Sunday, June 2, 2024

Old

 

On Page 138 of his book, The Passionate State of Mind, Eric Hoffer has four entries which I quote and then comment on.

 

 

 

Hoffer: “          268

 

To the old, the new is usually bad news.”

 

My response: I would say that naturally, the old—but not only the old, but the middle-aged and young—regard the new as bad news. We are naturally conservative in a reactionary, crabbed, stunted way; we are superstitious and wary of anything new and different.

 

When the typical, elderly individuator has spent a lifetime coasting, getting by, so she never transcended her natural fear of and aversion to receiving incoming new ideas with warmth and enthusiasm, it is understandable that most old people, nonindividuators and groupists, would regard the new as bad news.

 

On the other hand, the new is not necessarily good news; it could be bad news, so it is best to suspend judgment until one understands what has just arrived on one’s doorstep.

Set exercise a:
Put the data records into a JSON list of strings, with one string for each line and blank lines left out.

[Data records]
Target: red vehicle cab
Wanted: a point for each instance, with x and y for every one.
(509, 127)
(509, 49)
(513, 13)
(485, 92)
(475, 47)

Set exercise b:
Answer these questions from the post on Eric Hoffer's entries:
(i) On which page of The Passionate State of Mind do the four entries appear?
(ii) What number stands beside the quoted Hoffer entry?
(iii) What does the post say is best to do until one understands what has arrived on one's doorstep?

Complete response a:
[
  "Target: red vehicle cab",
  "Wanted: a point for each instance, with x and y for every one.",
  "(509, 127)",
  "(509, 49)",
  "(513, 13)",
  "(485, 92)",
  "(475, 47)"
]

Complete response b:
(i) Page 138
(ii) 268
(iii) Suspend judgment